§ **Aim of the task**: The result should be an exact copy of the entries that follow, with no pictures included.

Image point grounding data
========================================

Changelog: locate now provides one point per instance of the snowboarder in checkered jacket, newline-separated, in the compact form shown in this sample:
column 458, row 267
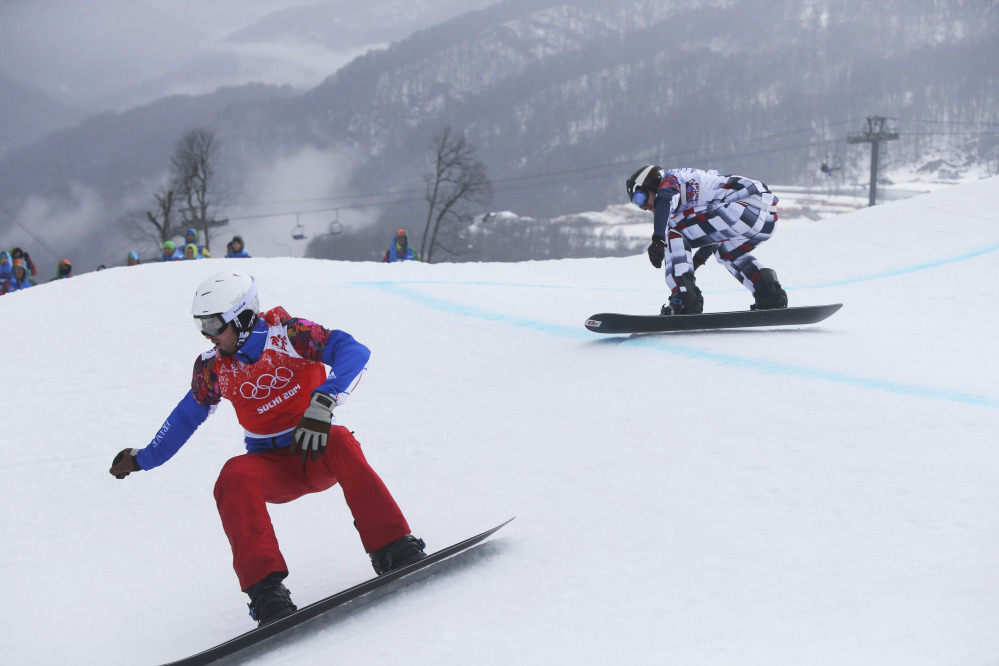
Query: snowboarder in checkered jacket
column 728, row 216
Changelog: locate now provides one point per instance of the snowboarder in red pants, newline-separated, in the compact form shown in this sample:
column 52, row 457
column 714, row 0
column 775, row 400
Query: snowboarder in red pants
column 271, row 366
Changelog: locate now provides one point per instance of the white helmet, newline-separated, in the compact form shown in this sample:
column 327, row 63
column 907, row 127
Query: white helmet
column 226, row 297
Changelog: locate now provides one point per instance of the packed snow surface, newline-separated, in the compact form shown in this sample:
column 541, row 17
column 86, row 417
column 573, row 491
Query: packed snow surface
column 820, row 495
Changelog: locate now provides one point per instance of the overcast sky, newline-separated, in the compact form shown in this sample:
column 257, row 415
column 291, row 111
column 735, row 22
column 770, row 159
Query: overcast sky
column 88, row 53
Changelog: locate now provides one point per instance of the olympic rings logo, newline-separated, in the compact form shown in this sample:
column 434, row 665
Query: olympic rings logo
column 265, row 384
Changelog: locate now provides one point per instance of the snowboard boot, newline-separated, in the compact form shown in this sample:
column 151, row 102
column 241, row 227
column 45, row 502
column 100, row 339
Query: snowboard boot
column 685, row 302
column 399, row 553
column 270, row 600
column 768, row 293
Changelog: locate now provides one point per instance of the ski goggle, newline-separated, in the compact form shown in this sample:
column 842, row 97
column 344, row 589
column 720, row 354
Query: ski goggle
column 210, row 325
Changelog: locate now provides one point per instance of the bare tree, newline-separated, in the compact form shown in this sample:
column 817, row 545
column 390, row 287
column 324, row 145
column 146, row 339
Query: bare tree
column 192, row 171
column 456, row 178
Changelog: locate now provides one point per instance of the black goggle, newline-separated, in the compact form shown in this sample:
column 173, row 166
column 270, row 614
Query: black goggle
column 210, row 325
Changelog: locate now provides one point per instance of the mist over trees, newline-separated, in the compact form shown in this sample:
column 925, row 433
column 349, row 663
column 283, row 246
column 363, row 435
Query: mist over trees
column 563, row 99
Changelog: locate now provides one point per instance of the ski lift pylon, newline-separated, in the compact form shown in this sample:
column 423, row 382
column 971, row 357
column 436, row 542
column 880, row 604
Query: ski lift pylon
column 335, row 227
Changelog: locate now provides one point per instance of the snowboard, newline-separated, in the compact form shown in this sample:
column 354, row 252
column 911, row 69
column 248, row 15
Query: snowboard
column 313, row 610
column 622, row 323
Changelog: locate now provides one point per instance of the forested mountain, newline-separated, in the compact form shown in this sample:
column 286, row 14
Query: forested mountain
column 563, row 100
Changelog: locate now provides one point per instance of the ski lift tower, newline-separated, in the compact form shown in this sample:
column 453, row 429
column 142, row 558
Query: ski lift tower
column 875, row 134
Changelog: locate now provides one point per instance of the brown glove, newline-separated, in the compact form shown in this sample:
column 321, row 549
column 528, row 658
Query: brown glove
column 124, row 463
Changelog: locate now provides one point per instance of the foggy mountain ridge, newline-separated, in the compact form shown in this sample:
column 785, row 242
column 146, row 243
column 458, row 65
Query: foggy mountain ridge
column 562, row 100
column 28, row 113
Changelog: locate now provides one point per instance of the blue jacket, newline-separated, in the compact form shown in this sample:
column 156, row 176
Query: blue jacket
column 6, row 271
column 396, row 253
column 19, row 285
column 345, row 356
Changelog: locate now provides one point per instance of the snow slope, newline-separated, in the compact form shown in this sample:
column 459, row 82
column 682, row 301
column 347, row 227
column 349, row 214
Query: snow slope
column 821, row 495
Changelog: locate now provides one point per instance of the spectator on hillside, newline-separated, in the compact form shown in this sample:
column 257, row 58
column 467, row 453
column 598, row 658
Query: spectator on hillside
column 399, row 250
column 171, row 253
column 19, row 279
column 237, row 249
column 6, row 270
column 18, row 253
column 191, row 236
column 64, row 271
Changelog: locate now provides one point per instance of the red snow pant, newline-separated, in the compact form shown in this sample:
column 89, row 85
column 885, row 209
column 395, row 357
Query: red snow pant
column 247, row 482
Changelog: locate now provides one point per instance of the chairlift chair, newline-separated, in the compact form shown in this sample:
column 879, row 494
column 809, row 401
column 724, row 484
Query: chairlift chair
column 298, row 231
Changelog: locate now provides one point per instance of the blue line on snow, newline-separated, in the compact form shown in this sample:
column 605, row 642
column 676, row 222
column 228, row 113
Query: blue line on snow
column 660, row 342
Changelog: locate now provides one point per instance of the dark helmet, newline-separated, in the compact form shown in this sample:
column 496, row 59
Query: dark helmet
column 647, row 180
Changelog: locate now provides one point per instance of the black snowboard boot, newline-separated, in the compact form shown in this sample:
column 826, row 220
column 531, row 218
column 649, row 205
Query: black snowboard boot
column 270, row 600
column 768, row 294
column 399, row 553
column 685, row 302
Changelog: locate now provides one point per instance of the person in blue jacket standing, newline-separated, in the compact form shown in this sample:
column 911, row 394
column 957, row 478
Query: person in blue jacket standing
column 237, row 249
column 171, row 252
column 6, row 271
column 20, row 279
column 399, row 250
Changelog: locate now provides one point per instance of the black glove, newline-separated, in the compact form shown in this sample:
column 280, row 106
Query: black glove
column 125, row 463
column 314, row 427
column 701, row 256
column 657, row 251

========================================

§ **Answer below**:
Changelog: locate now provides one point per instance of the snowboarder in checkered jacket, newline-separated, in the compact form shown in this sample:
column 458, row 267
Query: snowboarder in checkered jacket
column 728, row 216
Changelog: locate now provides one point per instance of the snowboarder in red pants, newline-separated, in the compact form shown in this sample:
column 52, row 457
column 714, row 0
column 775, row 400
Query: snowboarder in red pants
column 271, row 366
Changelog: locate now provides one point per instance of the white helmet, newline-separated, in the compact form shown in this sample:
column 327, row 63
column 907, row 127
Query: white helmet
column 226, row 297
Changelog: locate now provides one point per instance of the packed snow surface, newline-separated, in the compact form shown in this sample:
column 541, row 17
column 86, row 417
column 573, row 491
Query: packed snow surface
column 820, row 495
Changelog: locate now provides one point per instance of the overcast sky, newline-separated, in the compact form shown in this sample:
column 257, row 415
column 291, row 111
column 735, row 22
column 770, row 159
Query: overcast sky
column 88, row 53
Changelog: locate now provides one point per instance of the olympic rings logo, newline-separated, in the compact form shown in this sample:
column 434, row 665
Query: olympic rings logo
column 265, row 384
Changelog: locate now provides one point per instance of the snowboard boot, newline-separated, in the compact form shown in this sample:
column 151, row 102
column 241, row 227
column 45, row 502
column 100, row 339
Query: snowboard boot
column 685, row 302
column 399, row 553
column 270, row 600
column 768, row 293
Changelog: locate now provides one point per instance of the ski goggle, newline-separated, in the compact form shown in this sample:
column 842, row 97
column 344, row 589
column 720, row 354
Query: ski goggle
column 210, row 325
Changelog: locate now provides one point per instance of the bare tree, newline-separated, in the compact form shown in this sample:
column 817, row 545
column 390, row 287
column 324, row 145
column 146, row 339
Query: bare tree
column 192, row 171
column 456, row 178
Changelog: locate now provides one point per instance of the black goggle, newline-separated, in the compact form shown in this sample:
column 173, row 166
column 270, row 614
Query: black goggle
column 210, row 325
Changelog: locate now provides one point per instance of the mist over trees, newline-separated, in the compact form shown in this sample:
column 925, row 433
column 349, row 663
column 283, row 246
column 363, row 435
Query: mist over trees
column 563, row 99
Changelog: locate now provides one point per instance of the ski lift pylon, newline-separated, in the compact form shown in this sample:
column 423, row 382
column 971, row 357
column 436, row 542
column 880, row 604
Query: ski lift pylon
column 335, row 227
Changelog: locate now provides one point per instance of the snowboard, newline-separated, in the compact form shown in this sample:
column 354, row 252
column 911, row 69
column 248, row 15
Query: snowboard
column 313, row 610
column 622, row 323
Changelog: locate now provides one point per instance of the forested mountain, newline-separated, in the compact form shown in this sample:
column 286, row 14
Query: forested mountain
column 563, row 100
Changelog: locate now provides one point per instance of the ski lift tower, newline-separated, in the compact form shown in this sample:
column 453, row 429
column 142, row 558
Query: ski lift tower
column 875, row 134
Changelog: locate now provides one point per instance of the brown glove, newline-separated, in the compact form shown in this sample:
column 321, row 549
column 528, row 658
Query: brown glove
column 124, row 463
Changelog: locate now provides one point per instance of the foggy mountain ridge, newline-separated, in the compact form shown in this sample:
column 785, row 242
column 146, row 243
column 458, row 65
Query: foggy mountain ridge
column 562, row 100
column 28, row 113
Changelog: locate now provides one point per instance of the blue jacket, newline-separated, in the compact form shown in this sample:
column 156, row 176
Query: blue jacket
column 6, row 271
column 396, row 253
column 19, row 285
column 345, row 356
Changelog: locate now provides one point per instance of the snow slope, newline-separated, in the compact form shown in this sample:
column 459, row 82
column 682, row 301
column 347, row 227
column 349, row 214
Query: snow slope
column 821, row 495
Changelog: locate now provides one point per instance of the spectator on hillside, newline-separated, in the compact form shown in this sample:
column 257, row 58
column 467, row 453
column 598, row 658
Query: spectator on hillside
column 399, row 250
column 171, row 253
column 19, row 279
column 237, row 249
column 6, row 270
column 18, row 253
column 191, row 236
column 64, row 271
Changelog: locate now provides one point per instance of the red snow pant, newline-separated, in the compact form shown in this sample:
column 89, row 85
column 885, row 209
column 395, row 357
Query: red snow pant
column 247, row 482
Changelog: locate now provides one point per instance of the chairlift chair, newline-separated, in the compact form shown in this sample:
column 879, row 494
column 809, row 401
column 724, row 484
Query: chairlift chair
column 298, row 231
Changelog: locate now provides one point per instance of the blue line on snow, newline-separated, in the compact form shown in this sample:
column 605, row 642
column 676, row 222
column 228, row 113
Query: blue line on snow
column 660, row 342
Changelog: locate now provides one point per instance of the dark helmet, newline-separated, in the compact form shown in this sample:
column 496, row 59
Query: dark helmet
column 647, row 180
Changelog: locate now provides one point per instance of the black snowboard boot, newline-separated, in the compact form shown in this sample:
column 826, row 220
column 531, row 218
column 649, row 205
Query: black snowboard boot
column 270, row 600
column 768, row 294
column 399, row 553
column 685, row 302
Changelog: locate now provides one point per instance of the person in blue jacket standing, newline-separated, in the compact form shown in this sample:
column 911, row 394
column 957, row 478
Query: person in blue jacket standing
column 237, row 249
column 171, row 252
column 6, row 271
column 20, row 279
column 399, row 250
Changelog: locate now provides one point per instance of the black glove, newline-separated, in the compact form shown in this sample:
column 280, row 106
Query: black glove
column 125, row 463
column 314, row 427
column 701, row 256
column 657, row 251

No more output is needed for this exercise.